From the line containing "negative clicks: (316, 148)" down to the last line of the records below, restate each line word for word and leave out the rest.
EXCERPTED DATA below:
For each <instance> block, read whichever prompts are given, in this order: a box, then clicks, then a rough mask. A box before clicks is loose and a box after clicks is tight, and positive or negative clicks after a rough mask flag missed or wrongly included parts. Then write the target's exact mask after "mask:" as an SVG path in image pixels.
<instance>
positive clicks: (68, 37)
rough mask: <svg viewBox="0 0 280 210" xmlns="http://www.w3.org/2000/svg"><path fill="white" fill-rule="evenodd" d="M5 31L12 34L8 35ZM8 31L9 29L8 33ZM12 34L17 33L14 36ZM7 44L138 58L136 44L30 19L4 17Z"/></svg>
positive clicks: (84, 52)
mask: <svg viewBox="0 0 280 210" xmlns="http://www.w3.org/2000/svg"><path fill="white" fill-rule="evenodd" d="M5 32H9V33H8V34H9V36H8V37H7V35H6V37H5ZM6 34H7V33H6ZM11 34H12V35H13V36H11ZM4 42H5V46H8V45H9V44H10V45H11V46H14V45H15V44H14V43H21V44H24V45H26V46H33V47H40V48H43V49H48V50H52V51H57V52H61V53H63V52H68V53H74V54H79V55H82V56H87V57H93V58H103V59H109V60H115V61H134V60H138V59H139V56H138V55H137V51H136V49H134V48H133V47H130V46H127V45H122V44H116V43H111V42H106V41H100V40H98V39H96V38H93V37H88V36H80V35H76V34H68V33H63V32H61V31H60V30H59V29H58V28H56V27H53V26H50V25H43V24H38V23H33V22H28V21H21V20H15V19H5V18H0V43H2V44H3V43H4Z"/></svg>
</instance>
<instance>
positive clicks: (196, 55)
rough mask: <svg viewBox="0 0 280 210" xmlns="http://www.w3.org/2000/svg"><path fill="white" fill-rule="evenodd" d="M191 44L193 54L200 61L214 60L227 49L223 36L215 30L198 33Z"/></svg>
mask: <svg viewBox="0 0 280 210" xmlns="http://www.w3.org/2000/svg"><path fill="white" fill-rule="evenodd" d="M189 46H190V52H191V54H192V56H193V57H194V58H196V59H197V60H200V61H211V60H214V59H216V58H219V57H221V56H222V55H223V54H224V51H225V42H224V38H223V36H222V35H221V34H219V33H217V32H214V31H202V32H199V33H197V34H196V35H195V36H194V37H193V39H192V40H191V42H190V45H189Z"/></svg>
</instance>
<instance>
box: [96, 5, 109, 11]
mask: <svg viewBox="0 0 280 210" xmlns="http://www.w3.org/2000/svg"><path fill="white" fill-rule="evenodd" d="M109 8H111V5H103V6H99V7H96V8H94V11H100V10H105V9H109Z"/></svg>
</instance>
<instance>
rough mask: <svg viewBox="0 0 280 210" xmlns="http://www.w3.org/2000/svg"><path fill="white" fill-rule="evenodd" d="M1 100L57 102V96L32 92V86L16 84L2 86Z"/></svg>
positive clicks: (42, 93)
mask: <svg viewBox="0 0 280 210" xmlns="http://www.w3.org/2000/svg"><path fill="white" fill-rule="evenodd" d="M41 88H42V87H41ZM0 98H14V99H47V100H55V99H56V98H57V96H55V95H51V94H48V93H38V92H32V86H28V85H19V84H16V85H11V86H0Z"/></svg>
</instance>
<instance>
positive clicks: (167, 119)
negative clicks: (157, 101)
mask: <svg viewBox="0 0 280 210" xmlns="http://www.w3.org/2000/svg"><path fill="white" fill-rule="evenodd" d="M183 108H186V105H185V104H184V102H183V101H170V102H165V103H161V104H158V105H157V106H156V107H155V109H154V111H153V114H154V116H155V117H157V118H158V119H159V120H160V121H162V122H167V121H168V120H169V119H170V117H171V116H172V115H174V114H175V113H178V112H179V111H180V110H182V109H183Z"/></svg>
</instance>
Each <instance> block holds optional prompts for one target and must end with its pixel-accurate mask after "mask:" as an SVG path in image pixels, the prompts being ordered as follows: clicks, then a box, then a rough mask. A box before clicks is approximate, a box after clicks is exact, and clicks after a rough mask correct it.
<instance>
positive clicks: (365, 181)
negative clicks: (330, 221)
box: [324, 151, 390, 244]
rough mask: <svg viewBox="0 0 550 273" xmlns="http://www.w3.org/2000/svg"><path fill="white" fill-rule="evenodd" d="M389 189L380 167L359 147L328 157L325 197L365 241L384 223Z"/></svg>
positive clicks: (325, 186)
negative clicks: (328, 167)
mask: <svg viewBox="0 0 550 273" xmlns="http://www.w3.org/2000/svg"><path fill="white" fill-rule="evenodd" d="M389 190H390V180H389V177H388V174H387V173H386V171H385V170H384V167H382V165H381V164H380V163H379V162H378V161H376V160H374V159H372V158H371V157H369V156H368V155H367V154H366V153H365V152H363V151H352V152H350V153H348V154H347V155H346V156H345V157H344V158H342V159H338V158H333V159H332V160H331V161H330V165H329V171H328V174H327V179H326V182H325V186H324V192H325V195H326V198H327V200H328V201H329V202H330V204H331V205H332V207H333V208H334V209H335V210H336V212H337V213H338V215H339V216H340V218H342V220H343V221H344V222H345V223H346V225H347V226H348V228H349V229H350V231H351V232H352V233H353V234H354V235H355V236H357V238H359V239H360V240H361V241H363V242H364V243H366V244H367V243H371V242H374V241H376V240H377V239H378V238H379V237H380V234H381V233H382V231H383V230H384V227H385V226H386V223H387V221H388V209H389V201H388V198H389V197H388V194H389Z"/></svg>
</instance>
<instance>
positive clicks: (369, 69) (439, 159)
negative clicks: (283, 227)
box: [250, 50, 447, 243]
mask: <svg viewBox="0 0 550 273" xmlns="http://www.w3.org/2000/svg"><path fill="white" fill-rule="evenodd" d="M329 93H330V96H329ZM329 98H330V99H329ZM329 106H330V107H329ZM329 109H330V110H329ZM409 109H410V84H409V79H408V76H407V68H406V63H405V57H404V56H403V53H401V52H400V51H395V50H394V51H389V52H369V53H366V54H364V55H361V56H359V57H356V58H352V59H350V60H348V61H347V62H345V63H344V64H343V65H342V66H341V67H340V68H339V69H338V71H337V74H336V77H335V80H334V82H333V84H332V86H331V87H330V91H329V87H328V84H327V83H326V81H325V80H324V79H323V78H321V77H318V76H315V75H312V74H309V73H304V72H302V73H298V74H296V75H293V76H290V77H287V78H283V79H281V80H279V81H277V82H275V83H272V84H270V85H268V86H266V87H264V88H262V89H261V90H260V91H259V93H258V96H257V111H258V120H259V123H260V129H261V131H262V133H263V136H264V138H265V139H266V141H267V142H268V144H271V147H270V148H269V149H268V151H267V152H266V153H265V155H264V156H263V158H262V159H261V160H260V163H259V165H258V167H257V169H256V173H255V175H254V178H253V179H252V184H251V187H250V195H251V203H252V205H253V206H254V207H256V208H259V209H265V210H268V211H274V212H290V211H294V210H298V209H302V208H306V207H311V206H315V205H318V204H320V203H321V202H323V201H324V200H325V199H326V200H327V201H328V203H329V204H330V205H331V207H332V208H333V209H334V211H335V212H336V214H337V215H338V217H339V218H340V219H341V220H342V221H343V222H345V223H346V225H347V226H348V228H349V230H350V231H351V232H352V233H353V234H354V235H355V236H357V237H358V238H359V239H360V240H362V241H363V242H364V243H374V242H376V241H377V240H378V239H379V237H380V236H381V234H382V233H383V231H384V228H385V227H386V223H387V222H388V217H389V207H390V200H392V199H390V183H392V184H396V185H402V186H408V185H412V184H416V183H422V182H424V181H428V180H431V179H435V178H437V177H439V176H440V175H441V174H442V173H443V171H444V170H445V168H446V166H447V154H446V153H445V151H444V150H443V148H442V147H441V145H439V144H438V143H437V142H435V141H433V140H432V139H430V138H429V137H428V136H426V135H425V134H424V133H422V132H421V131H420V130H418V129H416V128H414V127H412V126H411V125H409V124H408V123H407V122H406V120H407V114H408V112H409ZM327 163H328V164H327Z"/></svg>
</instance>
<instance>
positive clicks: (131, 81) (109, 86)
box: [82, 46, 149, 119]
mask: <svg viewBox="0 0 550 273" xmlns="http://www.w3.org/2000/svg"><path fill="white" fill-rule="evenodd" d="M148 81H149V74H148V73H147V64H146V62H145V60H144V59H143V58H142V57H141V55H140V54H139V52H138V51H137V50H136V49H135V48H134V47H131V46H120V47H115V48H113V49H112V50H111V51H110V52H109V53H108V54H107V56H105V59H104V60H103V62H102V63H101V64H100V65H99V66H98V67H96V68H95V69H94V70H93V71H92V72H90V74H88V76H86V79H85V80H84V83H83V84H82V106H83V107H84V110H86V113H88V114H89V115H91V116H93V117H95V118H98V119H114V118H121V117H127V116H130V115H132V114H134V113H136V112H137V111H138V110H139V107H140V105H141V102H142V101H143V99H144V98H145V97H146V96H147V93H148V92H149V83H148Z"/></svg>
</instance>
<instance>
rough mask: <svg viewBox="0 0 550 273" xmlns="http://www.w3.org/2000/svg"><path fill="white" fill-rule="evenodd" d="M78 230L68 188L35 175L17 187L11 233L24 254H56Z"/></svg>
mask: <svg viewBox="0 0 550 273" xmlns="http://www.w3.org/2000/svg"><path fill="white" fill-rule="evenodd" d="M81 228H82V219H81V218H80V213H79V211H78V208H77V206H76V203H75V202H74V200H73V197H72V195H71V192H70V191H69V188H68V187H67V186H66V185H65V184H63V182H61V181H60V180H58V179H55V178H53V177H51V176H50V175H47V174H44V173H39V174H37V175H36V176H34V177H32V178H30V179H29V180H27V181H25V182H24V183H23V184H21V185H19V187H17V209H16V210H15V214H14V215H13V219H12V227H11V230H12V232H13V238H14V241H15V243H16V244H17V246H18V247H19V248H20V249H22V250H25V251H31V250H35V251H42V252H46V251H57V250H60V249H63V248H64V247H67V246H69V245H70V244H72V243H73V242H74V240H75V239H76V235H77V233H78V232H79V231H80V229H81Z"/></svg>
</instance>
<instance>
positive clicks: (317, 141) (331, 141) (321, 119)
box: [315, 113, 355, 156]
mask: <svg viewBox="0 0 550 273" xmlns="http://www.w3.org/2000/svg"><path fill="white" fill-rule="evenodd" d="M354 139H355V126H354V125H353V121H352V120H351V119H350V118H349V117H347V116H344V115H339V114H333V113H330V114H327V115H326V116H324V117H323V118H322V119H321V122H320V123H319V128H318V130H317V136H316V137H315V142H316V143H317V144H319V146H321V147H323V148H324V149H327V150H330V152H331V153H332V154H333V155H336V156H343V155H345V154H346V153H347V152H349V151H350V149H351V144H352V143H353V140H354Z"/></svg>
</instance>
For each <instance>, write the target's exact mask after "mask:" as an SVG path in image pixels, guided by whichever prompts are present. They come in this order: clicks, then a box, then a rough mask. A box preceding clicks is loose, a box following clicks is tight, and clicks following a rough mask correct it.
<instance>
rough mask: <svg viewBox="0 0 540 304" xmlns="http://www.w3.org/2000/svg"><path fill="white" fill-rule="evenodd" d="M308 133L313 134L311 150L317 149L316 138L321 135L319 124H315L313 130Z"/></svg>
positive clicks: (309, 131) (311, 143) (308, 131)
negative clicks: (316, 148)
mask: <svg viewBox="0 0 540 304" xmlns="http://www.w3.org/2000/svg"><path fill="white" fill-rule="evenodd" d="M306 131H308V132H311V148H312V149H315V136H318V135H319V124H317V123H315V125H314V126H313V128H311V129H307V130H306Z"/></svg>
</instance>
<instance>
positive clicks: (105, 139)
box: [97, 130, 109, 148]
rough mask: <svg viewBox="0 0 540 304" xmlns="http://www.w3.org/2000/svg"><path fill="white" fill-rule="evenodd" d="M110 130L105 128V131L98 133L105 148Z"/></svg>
End of EXCERPTED DATA.
ANSWER ▸
negative clicks: (316, 148)
mask: <svg viewBox="0 0 540 304" xmlns="http://www.w3.org/2000/svg"><path fill="white" fill-rule="evenodd" d="M306 131H308V132H311V148H312V149H315V136H318V135H319V124H317V123H315V125H314V126H313V128H311V129H307V130H306Z"/></svg>
</instance>
<instance>
positive clicks: (105, 139)
box: [97, 130, 109, 148]
rough mask: <svg viewBox="0 0 540 304" xmlns="http://www.w3.org/2000/svg"><path fill="white" fill-rule="evenodd" d="M110 130L105 128V131L98 133L105 148Z"/></svg>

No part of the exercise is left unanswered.